▶ [EXTRACT PROVIDED]
The agency declined to list the sites, saying the numbers are increasing daily. 

It also stressed approval doesn't guarantee a provider will receive the vaccine in the initial waves. Where the shipments go will depend on who's eligible and how many doses are available. 

DHEC has broadly separated the distribution into three phases, with the first being health care workers, nursing home residents and first responders. But that phase is actually segmented into mini-phases.

The agency is still working on a priority order for those first, limited shipments.

The second phase, expected in the months to come — and certainly after the holidays — is widespread availability to the general population. The third phase is when supply will actually exceed demand, possibly mid to late 2021, when it's down to the people who declined to be vaccinated and those who want another round.

How long someone stays immune is not yet known. It is possible the vaccine may be needed annually, similar to flu shots.

Of the nearly 200,000 South Carolinians who have been diagnosed with COVID-19 since it was first confirmed in the state in March, about 4,000 have died. How many total have had it is unknown, since roughly half of those who get the virus are asymptomatic and can spread it unknowingly.

Those who have recovered likely can't get reinfected for at least three months, according to state and federal officials. New studies suggest immunity, and thereby the vaccines' effectiveness, might last years. 

The vaccine will be available at no charge. The federal government is funding the vaccines themselves, and insurance providers are covering any office-visit fees, Bell said. 

DHEC will not require anyone to get the vaccine. However, individual companies can require it of their employees as a workplace condition, said Jane Kelly, DHEC's assistant state epidemiologist.

People who get both doses of the vaccine should still wear a mask, agency officials said, noting it's not 100 percent effective.

Even for a vaccine 95 percent effective, for example, one in 20 people won't develop an immunity, and who that unlucky one is won't be known.

▶ [PROVIDED DATA]
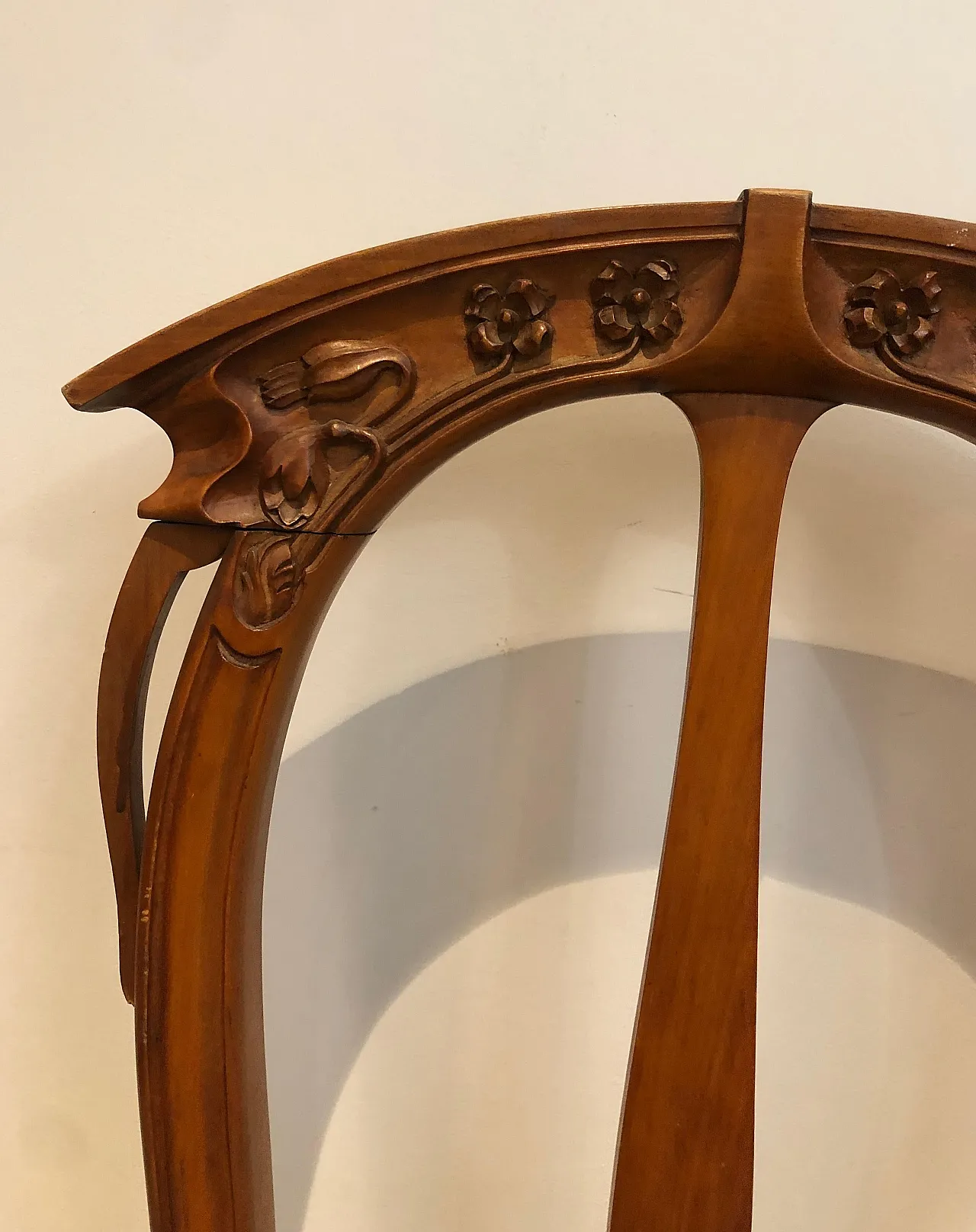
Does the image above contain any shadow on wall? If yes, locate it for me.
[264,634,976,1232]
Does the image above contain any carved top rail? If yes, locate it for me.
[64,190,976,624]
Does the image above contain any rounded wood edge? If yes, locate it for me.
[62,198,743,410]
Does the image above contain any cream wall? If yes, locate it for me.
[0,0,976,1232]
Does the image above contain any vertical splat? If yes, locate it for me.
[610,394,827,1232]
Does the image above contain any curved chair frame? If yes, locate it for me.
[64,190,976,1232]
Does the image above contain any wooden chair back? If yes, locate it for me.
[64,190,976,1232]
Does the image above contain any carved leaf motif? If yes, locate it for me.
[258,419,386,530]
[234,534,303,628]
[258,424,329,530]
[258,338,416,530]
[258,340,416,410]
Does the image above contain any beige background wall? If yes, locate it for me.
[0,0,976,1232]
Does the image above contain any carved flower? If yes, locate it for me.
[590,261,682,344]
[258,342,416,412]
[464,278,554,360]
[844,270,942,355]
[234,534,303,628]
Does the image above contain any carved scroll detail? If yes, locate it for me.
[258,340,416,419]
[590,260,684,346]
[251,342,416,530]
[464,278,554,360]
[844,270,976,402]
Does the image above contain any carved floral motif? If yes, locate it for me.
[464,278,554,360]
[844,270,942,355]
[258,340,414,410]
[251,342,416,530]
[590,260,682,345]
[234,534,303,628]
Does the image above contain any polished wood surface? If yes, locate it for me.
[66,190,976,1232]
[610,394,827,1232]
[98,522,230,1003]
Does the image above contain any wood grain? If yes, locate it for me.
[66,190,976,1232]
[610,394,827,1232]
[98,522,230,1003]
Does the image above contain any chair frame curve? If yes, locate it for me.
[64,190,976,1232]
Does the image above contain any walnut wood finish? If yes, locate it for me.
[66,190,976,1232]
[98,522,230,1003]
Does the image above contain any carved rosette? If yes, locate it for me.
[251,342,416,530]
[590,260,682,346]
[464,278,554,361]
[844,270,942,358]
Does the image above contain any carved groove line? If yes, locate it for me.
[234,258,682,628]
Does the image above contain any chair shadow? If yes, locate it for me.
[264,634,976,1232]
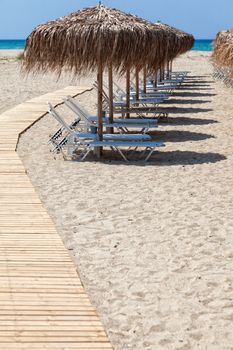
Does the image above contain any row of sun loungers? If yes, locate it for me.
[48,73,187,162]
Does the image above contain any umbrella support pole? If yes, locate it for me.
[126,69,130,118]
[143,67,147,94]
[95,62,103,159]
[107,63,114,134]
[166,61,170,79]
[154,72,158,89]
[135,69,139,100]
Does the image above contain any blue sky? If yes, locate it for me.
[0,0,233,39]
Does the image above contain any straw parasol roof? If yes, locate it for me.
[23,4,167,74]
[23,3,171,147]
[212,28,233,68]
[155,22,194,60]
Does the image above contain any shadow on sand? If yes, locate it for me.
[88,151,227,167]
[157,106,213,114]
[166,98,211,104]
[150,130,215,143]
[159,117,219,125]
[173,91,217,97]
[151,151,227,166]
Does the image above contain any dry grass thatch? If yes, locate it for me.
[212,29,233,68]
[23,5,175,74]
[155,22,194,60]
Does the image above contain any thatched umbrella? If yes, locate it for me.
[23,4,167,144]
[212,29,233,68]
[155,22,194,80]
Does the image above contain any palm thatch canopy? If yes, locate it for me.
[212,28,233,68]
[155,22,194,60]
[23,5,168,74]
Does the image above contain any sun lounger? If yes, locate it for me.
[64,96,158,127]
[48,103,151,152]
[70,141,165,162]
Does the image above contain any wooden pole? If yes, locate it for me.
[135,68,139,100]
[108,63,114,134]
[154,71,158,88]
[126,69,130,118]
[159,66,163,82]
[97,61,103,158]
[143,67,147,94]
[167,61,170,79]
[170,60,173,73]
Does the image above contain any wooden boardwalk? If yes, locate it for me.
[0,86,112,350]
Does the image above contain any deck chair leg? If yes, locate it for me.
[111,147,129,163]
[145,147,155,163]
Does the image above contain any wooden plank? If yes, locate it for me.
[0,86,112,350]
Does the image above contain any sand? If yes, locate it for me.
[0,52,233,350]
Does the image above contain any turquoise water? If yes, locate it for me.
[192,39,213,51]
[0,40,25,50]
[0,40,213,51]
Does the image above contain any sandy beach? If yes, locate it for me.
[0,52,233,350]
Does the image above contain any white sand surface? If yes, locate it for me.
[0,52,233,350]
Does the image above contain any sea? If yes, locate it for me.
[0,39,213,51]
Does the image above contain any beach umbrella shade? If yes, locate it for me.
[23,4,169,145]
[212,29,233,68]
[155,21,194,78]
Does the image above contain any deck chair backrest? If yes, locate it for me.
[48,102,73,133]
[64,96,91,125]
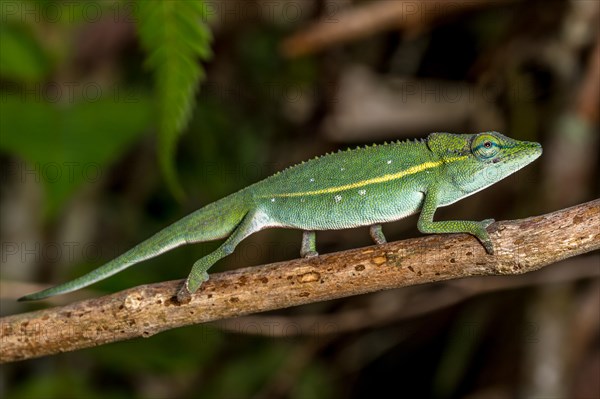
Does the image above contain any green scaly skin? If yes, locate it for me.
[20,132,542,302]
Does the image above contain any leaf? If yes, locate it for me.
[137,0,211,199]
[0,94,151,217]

▶ [WORK INSTRUCTIONS] Into which phases does DHEC divide vaccine distribution in the text on South Carolina's COVID-19 vaccine rollout, and what does each phase cover?

▶ [RESPONSE AREA]
1. First phase: health care workers, nursing home residents and first responders. It is segmented into mini-phases.
2. Second phase: widespread availability to the general population, expected in the months to come and after the holidays.
3. Third phase: supply exceeds demand, possibly mid to late 2021. By then the remaining people are those who declined to be vaccinated and those who want another round.